No pictures should appear in the copy; otherwise retype the entries exactly.

■ **Source material**:
+++++
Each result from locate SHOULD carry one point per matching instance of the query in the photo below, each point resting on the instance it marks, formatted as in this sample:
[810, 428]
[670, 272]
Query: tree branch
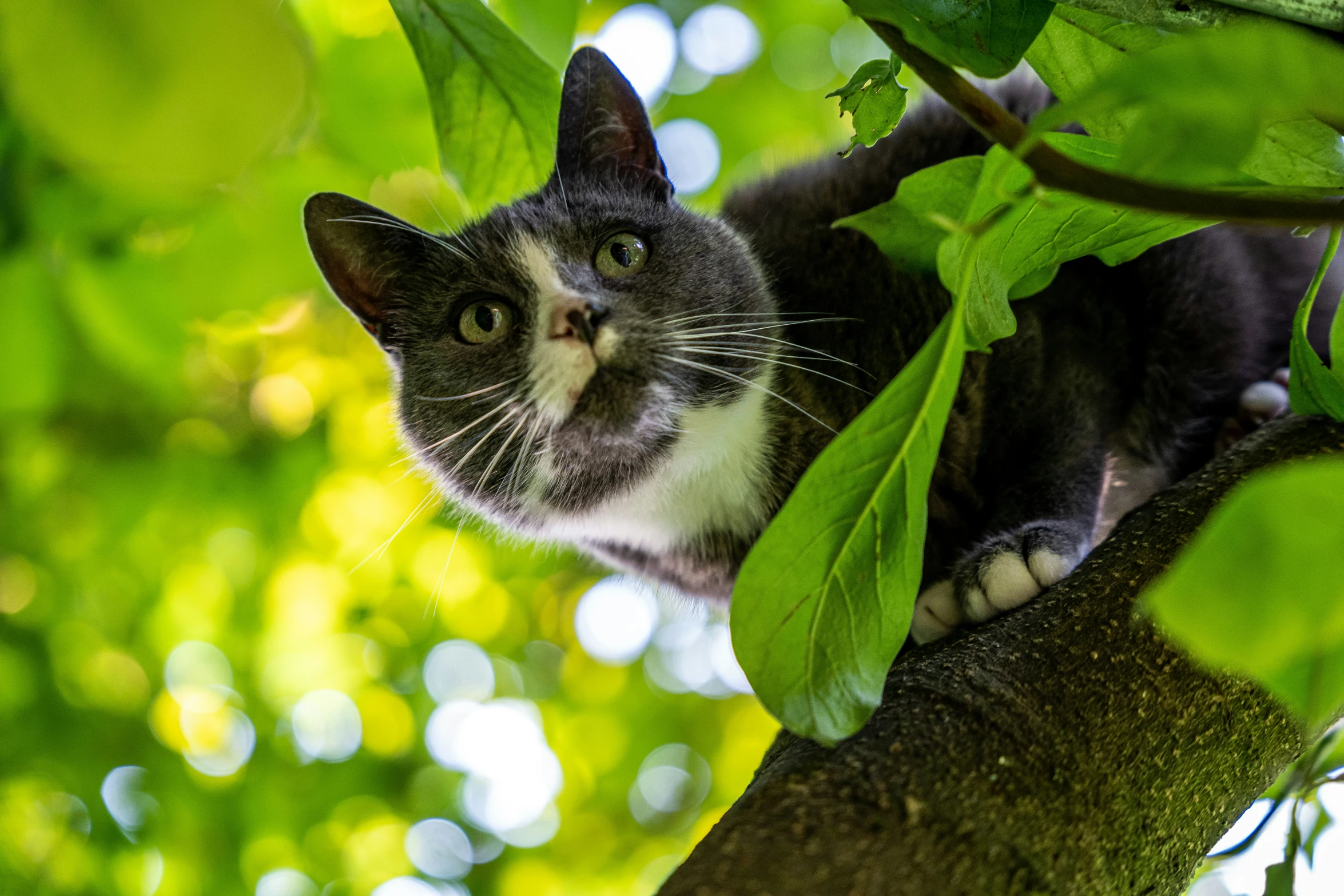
[1055, 170]
[1064, 748]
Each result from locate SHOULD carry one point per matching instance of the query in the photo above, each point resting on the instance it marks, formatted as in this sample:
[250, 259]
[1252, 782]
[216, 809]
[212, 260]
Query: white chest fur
[713, 481]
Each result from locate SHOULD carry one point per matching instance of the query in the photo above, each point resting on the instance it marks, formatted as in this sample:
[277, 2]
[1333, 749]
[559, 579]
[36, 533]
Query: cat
[598, 366]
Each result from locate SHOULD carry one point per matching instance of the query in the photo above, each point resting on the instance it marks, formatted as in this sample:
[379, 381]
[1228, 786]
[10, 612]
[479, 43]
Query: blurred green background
[220, 579]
+++++
■ **Result of the exercise**:
Each result from locate SHOULD carry one point per matching instance of the query in the photo below, each point resting on the instance it marks, formatted as in this sample:
[810, 428]
[670, 272]
Query: tree branch
[1055, 170]
[1064, 748]
Each result from locate SHOULD carry one point per matching instance of the query in the photo above, each point resting on the instance it marks, formatted as in this sample:
[250, 259]
[1252, 782]
[216, 809]
[212, 260]
Query: white chest fur
[713, 481]
Each result from locate SHOULD carry one point per matching instance of the query in the photo above, each point resting on the instance it marks, formatted as in this sample:
[277, 2]
[1333, 749]
[559, 579]
[36, 533]
Query: cat
[598, 366]
Each result from locate SHOULD carry one point per matching instance of the query in the photo above, each point resting on the instance it marks, formatted as in this sample:
[379, 381]
[1228, 786]
[10, 612]
[479, 43]
Query: blurred green background
[220, 579]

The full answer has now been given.